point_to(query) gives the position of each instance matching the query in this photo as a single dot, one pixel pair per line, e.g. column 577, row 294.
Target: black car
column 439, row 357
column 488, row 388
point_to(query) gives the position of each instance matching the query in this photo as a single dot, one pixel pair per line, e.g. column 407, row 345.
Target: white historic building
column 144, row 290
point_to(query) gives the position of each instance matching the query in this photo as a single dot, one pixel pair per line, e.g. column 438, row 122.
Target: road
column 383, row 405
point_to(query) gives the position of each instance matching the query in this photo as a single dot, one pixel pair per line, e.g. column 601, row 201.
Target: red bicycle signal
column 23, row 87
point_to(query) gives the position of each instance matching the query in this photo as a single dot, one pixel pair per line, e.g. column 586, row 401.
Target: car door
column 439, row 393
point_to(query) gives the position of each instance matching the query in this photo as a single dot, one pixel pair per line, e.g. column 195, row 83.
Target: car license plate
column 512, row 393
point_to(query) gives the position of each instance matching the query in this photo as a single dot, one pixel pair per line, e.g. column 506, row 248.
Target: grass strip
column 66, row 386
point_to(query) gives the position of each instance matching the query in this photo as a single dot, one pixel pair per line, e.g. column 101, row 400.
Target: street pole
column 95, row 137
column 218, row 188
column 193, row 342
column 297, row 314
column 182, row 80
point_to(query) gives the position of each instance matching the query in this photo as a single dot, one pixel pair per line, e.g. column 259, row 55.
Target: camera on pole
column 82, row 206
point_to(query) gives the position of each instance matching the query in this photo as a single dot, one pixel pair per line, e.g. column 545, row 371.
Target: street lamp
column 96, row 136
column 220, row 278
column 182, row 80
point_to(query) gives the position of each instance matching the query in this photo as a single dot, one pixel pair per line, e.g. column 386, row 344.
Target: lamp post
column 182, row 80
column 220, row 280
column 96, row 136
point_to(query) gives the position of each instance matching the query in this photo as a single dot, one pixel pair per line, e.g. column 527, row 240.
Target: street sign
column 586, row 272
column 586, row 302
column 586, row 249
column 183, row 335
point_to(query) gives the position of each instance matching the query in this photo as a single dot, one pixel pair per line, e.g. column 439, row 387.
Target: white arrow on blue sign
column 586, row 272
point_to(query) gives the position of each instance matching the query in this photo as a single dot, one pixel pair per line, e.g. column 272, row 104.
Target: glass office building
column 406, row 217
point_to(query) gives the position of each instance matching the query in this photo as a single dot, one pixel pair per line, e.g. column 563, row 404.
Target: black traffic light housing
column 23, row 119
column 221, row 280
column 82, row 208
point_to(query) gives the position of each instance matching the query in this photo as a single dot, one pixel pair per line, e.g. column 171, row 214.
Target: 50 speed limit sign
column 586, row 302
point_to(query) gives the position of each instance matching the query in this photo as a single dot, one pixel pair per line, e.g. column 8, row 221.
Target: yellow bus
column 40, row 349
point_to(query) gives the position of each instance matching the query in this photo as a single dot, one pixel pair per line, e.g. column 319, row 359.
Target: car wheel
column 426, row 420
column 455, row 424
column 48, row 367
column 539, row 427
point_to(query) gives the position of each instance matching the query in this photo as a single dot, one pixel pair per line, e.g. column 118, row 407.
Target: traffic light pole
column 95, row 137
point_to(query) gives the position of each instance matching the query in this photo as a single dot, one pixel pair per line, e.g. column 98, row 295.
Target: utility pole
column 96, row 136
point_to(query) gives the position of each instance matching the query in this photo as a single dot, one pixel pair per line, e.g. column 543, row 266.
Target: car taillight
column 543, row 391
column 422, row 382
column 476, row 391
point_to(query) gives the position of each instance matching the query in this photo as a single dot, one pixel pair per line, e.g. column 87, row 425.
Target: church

++++++++++++++++++++

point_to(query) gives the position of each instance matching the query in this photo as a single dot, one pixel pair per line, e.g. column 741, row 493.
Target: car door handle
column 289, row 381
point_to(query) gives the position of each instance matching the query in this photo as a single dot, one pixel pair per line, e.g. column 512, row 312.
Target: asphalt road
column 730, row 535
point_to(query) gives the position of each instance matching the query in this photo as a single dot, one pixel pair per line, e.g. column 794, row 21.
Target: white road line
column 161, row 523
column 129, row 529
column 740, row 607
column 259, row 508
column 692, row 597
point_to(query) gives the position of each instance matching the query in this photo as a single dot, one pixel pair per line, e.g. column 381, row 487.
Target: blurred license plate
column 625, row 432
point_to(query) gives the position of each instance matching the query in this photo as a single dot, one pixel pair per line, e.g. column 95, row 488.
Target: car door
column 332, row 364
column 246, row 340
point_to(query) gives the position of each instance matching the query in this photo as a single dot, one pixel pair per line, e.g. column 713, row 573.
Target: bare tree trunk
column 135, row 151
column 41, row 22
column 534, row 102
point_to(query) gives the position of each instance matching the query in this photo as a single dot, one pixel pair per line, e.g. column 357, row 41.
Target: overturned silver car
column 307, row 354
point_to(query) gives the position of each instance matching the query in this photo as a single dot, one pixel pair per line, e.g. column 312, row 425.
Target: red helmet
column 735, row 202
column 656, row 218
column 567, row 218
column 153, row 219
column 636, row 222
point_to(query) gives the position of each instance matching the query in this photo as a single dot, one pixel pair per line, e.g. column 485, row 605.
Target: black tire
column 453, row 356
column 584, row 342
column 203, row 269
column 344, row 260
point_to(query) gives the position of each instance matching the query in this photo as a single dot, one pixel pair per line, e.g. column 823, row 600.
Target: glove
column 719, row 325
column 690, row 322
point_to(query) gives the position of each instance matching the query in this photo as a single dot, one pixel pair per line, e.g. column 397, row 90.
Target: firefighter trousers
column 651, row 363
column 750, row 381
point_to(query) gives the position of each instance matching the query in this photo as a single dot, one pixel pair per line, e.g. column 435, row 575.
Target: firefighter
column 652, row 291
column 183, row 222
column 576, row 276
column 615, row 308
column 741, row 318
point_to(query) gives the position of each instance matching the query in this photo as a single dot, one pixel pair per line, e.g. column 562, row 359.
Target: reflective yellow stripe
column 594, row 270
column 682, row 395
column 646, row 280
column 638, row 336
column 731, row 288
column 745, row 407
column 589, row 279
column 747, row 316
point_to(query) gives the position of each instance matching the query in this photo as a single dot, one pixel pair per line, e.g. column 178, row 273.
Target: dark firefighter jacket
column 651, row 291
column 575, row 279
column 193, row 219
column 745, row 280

++++++++++++++++++++

PROBLEM DETAILS: Please print the material from the line with "562, row 359." up to and including the line with "column 745, row 280", reproducing each line unchanged.

FULL ANSWER:
point_to(query) gives the position of each instance matching the query in this photo as a single dot, one pixel pair per line, e.g. column 562, row 359.
Target: reflective yellow stripe
column 594, row 270
column 682, row 395
column 646, row 280
column 638, row 336
column 731, row 288
column 745, row 407
column 589, row 279
column 747, row 316
point_to(query) gives the position of each instance matching the query in this photo as a single dot, one pixel pair per line, e.g. column 178, row 273.
Target: dark firefighter jacket
column 651, row 291
column 575, row 279
column 193, row 219
column 745, row 280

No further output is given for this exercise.